=== Input material ===
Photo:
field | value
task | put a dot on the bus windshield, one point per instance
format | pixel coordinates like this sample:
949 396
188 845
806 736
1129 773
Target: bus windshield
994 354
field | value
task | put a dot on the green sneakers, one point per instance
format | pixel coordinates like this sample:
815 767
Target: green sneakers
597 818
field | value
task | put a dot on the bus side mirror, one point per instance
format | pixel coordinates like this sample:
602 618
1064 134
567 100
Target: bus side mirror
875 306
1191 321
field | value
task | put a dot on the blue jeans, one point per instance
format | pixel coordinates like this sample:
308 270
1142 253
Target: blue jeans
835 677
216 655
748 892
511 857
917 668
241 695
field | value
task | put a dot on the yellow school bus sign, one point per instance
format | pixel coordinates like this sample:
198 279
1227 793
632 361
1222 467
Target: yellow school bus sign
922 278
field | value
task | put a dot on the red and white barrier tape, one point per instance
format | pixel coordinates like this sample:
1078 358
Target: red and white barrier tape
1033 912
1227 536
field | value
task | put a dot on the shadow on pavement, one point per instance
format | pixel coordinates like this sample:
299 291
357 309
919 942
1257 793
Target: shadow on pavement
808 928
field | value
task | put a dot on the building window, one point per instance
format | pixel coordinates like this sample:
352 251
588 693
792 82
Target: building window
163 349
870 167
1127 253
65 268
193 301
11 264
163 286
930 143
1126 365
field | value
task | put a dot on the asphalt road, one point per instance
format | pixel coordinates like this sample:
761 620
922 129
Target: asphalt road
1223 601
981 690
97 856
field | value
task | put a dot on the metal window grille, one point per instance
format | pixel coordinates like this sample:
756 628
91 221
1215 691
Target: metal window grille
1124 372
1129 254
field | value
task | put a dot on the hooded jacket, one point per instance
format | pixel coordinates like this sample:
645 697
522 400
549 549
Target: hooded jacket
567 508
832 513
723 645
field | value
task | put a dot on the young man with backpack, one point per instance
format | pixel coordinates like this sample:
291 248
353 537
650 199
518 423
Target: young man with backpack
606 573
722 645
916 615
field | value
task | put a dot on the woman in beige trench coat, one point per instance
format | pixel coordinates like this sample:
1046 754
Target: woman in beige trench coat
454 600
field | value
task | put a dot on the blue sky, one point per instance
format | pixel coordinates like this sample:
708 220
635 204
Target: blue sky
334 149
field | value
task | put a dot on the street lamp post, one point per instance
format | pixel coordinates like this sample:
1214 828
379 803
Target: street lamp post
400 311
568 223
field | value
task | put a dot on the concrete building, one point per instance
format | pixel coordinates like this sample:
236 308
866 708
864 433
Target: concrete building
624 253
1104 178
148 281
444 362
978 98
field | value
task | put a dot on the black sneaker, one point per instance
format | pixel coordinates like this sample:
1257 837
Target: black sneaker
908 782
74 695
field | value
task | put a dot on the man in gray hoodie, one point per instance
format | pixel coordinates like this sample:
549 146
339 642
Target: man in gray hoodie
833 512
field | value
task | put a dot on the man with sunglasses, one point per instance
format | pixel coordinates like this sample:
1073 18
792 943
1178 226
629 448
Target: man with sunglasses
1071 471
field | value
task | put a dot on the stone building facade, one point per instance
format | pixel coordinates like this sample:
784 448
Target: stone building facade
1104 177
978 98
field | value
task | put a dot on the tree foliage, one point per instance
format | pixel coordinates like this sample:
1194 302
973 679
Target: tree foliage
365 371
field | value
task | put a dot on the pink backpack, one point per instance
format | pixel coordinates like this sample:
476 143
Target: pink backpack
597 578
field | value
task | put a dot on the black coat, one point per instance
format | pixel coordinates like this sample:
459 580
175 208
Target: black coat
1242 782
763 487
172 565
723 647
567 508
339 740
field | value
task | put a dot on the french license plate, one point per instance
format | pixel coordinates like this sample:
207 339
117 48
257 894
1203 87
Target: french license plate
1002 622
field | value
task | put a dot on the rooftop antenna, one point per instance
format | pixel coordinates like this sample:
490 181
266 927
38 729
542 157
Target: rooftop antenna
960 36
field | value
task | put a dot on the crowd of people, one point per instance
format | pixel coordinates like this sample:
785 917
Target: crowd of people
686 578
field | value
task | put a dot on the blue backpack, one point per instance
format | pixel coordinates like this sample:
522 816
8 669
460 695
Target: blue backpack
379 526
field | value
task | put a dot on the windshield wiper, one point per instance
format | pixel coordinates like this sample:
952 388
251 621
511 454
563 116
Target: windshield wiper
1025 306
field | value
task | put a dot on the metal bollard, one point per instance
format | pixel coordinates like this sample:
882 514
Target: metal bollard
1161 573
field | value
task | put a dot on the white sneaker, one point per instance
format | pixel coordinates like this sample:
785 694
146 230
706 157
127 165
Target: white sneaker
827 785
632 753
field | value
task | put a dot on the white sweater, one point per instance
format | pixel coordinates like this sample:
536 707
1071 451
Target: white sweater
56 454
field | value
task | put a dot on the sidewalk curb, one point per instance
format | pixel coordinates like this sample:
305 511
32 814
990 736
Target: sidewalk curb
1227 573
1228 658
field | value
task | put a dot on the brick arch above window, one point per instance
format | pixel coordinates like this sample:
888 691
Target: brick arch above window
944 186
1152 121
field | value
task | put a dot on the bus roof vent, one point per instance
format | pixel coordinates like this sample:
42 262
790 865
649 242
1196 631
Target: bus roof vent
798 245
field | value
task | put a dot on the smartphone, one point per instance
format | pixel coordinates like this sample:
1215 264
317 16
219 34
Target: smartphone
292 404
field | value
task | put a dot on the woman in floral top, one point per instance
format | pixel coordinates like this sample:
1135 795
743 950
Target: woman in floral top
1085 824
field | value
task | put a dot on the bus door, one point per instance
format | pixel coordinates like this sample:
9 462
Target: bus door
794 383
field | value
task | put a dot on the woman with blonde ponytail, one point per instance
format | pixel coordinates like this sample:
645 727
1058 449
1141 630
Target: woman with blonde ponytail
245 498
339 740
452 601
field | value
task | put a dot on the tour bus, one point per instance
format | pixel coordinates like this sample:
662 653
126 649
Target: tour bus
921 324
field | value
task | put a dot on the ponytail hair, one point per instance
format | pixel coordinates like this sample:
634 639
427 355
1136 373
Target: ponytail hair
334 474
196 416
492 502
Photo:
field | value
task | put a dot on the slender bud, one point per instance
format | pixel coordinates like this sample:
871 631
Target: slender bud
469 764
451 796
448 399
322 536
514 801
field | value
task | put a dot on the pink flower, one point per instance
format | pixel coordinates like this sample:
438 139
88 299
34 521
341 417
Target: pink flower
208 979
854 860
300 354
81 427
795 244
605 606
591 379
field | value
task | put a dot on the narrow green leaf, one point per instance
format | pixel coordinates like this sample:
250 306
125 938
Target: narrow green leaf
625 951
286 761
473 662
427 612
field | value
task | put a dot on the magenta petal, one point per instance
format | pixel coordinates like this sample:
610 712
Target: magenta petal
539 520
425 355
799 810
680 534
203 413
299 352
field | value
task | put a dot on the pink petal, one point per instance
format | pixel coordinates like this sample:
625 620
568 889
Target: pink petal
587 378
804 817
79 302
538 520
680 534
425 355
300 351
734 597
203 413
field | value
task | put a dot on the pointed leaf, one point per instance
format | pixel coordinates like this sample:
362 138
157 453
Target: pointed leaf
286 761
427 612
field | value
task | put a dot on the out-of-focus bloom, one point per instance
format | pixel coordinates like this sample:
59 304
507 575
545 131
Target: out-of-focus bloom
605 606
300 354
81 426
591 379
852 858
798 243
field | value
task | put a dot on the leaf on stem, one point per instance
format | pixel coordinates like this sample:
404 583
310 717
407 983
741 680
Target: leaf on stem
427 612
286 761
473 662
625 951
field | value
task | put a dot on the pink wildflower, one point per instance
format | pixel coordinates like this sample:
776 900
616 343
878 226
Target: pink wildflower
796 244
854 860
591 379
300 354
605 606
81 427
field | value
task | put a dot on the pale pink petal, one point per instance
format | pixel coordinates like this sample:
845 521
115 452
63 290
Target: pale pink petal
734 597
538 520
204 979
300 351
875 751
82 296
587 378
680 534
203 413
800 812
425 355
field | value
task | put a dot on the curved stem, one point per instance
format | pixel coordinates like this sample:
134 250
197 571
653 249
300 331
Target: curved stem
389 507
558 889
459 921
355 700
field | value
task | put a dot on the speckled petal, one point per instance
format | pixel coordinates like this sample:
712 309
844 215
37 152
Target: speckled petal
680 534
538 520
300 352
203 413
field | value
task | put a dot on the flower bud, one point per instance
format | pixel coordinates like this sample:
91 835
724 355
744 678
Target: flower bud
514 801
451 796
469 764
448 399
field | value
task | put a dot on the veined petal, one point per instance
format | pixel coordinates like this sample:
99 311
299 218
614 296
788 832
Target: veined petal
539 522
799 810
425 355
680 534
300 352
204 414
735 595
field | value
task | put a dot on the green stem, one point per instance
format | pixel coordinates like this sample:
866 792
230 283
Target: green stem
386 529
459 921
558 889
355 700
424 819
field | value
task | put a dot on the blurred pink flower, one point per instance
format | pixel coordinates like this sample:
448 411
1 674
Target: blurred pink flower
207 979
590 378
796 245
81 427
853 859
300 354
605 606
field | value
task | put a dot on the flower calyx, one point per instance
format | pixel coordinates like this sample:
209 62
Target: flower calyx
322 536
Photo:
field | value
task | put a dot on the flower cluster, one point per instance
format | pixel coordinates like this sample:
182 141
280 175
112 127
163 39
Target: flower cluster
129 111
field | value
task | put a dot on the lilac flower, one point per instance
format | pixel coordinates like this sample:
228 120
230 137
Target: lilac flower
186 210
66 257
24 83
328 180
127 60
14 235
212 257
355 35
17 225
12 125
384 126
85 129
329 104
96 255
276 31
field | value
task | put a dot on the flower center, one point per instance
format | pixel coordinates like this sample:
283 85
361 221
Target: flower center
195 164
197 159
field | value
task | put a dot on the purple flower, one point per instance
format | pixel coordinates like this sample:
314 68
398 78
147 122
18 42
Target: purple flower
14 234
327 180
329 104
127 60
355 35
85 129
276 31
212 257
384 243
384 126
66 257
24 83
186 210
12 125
===
Problem ->
How many lines in the rows above contain the string "blonde"? Matching is case-sensitive; reply with the number only.

Exercise response ->
2